Aim: In the Asian Cinema Digest excerpt, which association ran the film lab program that produced the Ana Beirut shorts?

Text excerpt:
◆ ◆ ◆ ◆ ◆ ◆ ◆

Asian Cinema Digest #37

July’s digest covers some of the many meanings of freedom – whether it be the freedom to experiment with filmic form, to speak out against injustice, or even to represent oneself and be represented on-screen. 

Experimental shorts across the genres of documentary and animation act as playgrounds for creativity, while an acclaimed director’s fascination with visual art lends an edge to his filmic meditations. 

Screenings from West Asia shed light on the social climate of the respective filmmakers’ homelands, pointing to the camera’s political potencies, as do readings on the exilic character of contemporary Hong Kong cinema.

Stories by Asian Americans and speculative futures dominated by artificial intelligence challenge us to look more closely at how Asia figures in the Western cinematic imagination. 


Image still from A Time for Drunken Horses (2000, Bhaman Ghobadi)

Iranian Cinema at the Virtual Tin Pan Theater

The Virtual Tin Pan Theater’s Take 4 is a series of Iranian films including Abbas Kiarostami’s The Wind Will Carry Us (1999), Jafar Panahi’s 3 Faces (2018), Bhaman Ghobadi’s 2000 Caméra d’Or winner A Time For Drunken Horses, a spare, moving chronicle of a Kurdish family struggling to survive on the Iran-Iraq border; and Mehrdad Oskouei’s Starless Dreams (2016) which takes a piercing look into the lives of teenagers incarcerated in an all-female correctional facility. Streaming for a fee. 


Image still from Ana Beirut #9 (2021, Sherine Raffoul)

Ana Beirut: Experimental Shorts from Lebanon 

Glimmering with poetic immediacy, Ana Beirut is a series of experimental portraits exploring the city. Created by 9 Lebanese audiovisual artists in an intuitive film lab program by the humanitarian arts association Home of Cine-Jam, the short films are available for free on Visual Container TV


Image still from My Friend Freddie (2023, Jonathan Ki Lindhult)

Melbourne Documentary Film Festival 

Throughout July, audiences in Australia can enjoy Asian films featured in the Melbourne Documentary Film Festival’s online programme. The lineup includes a focus on Iranian female documentary directors who tackle a wide range of subjects, from the life of a blind woman working in a rehab centre to the decision not to have children—a subject that cannot be publicly discussed in Iran. Other Asian films include a documentary about the famous “napalm girl”, whose photograph catalysed the anti-Vietnam war movement.

◆ ◆ ◆ ◆ ◆ ◆ ◆

Extracted material:
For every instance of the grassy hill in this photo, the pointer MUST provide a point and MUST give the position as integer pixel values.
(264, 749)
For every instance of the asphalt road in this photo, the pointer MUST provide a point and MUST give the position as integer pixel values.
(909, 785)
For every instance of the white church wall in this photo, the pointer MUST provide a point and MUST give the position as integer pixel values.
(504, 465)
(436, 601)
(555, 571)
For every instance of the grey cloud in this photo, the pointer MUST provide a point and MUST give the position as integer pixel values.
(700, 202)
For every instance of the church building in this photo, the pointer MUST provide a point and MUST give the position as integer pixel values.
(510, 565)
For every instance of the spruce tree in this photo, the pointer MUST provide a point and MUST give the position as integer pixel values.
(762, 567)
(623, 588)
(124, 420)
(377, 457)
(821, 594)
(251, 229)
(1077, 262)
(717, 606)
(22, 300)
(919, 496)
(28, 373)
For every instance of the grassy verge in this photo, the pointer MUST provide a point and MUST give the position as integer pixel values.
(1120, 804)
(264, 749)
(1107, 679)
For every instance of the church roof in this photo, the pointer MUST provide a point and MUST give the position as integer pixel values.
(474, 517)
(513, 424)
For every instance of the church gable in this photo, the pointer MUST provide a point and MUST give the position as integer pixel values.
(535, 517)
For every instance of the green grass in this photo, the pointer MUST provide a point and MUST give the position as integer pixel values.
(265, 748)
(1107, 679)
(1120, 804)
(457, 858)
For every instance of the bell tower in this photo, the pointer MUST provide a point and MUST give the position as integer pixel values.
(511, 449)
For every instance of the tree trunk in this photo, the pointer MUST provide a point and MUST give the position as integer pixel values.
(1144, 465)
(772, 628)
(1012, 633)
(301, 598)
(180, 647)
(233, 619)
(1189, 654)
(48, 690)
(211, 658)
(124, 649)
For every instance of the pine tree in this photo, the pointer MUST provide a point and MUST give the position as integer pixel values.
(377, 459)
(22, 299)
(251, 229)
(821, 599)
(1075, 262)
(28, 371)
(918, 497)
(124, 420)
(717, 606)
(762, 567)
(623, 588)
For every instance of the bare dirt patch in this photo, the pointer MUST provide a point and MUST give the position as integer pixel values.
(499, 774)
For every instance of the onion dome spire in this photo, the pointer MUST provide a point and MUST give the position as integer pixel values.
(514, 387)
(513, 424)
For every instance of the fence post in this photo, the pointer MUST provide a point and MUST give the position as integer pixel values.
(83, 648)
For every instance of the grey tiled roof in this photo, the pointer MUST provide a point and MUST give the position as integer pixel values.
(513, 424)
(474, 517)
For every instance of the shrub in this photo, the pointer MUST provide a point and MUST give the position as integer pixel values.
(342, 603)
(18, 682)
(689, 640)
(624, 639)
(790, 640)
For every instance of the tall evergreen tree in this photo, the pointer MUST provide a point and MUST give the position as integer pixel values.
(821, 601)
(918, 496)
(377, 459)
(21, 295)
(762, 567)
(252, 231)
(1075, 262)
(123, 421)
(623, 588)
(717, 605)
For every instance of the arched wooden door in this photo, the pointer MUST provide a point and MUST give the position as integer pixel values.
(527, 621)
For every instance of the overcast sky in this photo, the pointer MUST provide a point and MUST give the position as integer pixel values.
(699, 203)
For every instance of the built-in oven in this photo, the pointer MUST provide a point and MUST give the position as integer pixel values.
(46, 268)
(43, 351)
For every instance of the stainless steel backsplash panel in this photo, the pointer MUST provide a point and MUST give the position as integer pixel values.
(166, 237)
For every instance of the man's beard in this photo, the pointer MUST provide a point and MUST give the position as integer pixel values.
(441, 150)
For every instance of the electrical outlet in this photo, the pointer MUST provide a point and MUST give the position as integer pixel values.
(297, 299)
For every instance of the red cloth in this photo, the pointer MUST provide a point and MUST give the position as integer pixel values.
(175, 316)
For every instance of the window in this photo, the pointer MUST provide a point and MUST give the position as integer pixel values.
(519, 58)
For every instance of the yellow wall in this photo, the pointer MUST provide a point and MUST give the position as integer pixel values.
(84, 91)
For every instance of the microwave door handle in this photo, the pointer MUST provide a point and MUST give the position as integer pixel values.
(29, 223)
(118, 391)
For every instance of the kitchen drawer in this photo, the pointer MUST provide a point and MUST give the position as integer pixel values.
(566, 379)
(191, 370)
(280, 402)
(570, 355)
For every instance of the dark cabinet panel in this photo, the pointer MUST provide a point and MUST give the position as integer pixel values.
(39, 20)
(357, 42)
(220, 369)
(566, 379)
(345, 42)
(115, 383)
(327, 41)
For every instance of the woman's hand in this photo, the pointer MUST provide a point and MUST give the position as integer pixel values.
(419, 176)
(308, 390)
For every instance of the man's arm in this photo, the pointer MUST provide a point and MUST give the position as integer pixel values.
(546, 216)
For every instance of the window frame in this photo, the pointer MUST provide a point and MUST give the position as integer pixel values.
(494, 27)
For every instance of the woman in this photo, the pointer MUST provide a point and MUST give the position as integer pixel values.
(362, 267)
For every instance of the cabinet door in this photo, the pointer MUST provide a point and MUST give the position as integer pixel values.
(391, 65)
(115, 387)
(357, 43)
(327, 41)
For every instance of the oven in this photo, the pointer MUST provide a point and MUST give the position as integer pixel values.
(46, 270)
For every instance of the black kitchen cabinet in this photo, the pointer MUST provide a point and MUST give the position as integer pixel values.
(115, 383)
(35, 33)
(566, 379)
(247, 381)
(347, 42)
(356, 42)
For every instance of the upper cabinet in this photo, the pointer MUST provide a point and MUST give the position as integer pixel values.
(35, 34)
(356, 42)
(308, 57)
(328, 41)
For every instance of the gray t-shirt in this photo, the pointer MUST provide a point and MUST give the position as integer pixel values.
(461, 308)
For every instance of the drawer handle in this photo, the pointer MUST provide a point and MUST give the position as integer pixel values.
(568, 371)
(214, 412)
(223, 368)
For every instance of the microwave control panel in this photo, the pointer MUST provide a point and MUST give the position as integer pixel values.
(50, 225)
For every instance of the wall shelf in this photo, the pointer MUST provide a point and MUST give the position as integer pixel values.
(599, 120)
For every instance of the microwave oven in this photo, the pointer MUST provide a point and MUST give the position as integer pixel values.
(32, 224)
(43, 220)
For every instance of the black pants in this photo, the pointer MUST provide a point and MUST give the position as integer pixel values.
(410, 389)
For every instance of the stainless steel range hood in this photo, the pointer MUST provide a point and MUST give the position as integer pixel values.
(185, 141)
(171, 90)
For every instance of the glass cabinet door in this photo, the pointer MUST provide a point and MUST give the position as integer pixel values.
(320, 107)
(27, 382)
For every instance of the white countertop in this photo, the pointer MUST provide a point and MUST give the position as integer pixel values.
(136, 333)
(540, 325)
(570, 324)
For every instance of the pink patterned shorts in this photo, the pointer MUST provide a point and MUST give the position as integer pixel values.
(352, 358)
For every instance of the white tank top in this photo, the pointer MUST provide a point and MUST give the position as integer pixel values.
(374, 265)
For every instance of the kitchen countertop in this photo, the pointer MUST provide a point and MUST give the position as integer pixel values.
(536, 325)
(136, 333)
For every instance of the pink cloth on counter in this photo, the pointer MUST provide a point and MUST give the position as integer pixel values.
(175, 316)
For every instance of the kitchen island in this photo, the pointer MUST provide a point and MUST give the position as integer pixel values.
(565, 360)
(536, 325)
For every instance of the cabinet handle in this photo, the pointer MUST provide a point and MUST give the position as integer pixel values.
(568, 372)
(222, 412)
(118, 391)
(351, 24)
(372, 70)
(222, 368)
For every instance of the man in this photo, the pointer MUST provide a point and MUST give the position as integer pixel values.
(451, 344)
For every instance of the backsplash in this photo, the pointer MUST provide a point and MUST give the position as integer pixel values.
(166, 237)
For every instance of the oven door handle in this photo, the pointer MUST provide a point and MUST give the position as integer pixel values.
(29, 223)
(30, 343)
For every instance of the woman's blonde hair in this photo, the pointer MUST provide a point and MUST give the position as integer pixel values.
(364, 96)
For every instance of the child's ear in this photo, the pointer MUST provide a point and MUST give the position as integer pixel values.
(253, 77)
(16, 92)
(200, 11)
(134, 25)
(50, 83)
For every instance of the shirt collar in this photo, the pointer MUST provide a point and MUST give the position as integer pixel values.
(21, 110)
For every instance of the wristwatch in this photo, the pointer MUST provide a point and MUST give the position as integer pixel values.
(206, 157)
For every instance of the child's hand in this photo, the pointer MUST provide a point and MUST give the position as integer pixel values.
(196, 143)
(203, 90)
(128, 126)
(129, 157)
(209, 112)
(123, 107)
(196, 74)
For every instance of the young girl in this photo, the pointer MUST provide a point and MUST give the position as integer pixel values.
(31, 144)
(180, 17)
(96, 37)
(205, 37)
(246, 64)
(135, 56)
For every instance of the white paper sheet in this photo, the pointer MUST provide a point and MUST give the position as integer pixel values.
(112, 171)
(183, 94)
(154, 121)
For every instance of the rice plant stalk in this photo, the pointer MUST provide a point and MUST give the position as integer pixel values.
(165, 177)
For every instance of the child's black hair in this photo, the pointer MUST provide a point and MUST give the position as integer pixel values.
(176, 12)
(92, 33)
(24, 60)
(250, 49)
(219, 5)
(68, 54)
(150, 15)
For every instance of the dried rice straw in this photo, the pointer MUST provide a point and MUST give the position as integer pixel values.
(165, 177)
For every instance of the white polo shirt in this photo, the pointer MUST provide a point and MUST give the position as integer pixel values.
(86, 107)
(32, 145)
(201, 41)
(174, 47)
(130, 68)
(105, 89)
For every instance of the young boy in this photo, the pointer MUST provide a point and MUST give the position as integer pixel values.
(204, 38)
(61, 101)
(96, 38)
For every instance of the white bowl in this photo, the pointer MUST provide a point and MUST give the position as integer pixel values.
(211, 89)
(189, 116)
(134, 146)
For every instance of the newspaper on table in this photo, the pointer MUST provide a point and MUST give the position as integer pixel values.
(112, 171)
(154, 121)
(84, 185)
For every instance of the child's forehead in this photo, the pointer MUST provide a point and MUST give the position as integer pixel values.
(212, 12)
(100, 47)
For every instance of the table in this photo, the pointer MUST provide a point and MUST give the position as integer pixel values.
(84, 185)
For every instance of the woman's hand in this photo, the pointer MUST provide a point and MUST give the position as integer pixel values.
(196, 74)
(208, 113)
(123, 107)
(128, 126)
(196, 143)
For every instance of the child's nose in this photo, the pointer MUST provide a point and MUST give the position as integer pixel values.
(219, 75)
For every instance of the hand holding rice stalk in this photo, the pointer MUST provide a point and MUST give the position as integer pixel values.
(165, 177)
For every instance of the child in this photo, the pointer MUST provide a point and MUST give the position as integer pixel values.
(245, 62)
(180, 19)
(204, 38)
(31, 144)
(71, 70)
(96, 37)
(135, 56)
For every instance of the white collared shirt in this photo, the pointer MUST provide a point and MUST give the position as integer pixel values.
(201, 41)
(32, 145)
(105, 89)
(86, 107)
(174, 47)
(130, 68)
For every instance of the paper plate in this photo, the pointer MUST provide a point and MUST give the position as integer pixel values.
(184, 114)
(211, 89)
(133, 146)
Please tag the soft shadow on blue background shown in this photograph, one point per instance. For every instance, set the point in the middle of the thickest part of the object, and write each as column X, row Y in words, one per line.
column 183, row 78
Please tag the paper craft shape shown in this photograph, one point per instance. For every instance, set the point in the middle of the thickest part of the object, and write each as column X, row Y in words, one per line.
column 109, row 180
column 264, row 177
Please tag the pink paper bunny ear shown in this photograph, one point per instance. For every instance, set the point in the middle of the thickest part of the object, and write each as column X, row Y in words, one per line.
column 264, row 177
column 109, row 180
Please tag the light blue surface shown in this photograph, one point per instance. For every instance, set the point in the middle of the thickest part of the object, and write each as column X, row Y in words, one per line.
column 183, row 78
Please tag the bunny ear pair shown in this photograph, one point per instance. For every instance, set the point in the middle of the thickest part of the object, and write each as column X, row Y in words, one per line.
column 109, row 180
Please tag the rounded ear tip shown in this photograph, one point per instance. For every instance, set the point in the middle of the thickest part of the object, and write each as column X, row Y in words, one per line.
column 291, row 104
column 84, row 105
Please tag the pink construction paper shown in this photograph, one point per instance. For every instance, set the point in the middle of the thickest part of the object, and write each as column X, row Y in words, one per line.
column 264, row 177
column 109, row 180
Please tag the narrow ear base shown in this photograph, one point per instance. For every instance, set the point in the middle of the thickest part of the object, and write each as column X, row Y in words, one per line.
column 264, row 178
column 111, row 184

◆ ◆ ◆ ◆ ◆ ◆ ◆

Task result: The humanitarian arts association Home of Cine-Jam.